* [Problem to solve]
Reproduce verbatim the part of the entries that opens with the line containing "trumpet above? Mark it with a dot." and closes with the line containing "hair above? Mark it with a dot.", both of those lines included.

* [Records provided]
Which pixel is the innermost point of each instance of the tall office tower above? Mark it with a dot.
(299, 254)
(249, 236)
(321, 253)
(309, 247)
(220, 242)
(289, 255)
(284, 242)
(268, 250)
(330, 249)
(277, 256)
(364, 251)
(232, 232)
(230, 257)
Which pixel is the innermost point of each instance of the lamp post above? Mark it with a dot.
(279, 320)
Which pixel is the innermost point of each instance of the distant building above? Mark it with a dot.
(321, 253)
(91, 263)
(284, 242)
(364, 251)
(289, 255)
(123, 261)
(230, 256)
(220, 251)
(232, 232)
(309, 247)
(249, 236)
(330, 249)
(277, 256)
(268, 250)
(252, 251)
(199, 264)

---

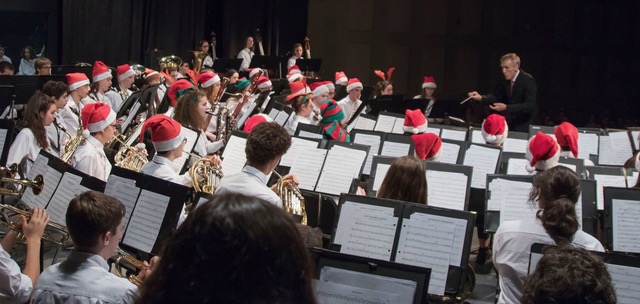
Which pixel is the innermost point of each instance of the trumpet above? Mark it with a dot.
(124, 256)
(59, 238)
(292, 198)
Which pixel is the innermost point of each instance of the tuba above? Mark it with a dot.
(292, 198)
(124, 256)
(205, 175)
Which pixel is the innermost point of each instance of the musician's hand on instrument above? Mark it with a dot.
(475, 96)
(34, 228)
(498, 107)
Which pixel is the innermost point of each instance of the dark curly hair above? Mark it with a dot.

* [Exercise output]
Which pixel is the innermost point of each instance of the trumpet above? Mark it with a dot.
(124, 256)
(59, 238)
(292, 198)
Which pixel is the innermost point of each instance of the tuba above? Mark it with a dot.
(292, 198)
(124, 256)
(205, 175)
Which pixel is the innermost point of each instance of the musician's hand on instrument above? Mark it with a dot.
(475, 96)
(34, 228)
(498, 107)
Which pixel is the innermost point of each instance of the dark curly hair above? Mark it with a dot.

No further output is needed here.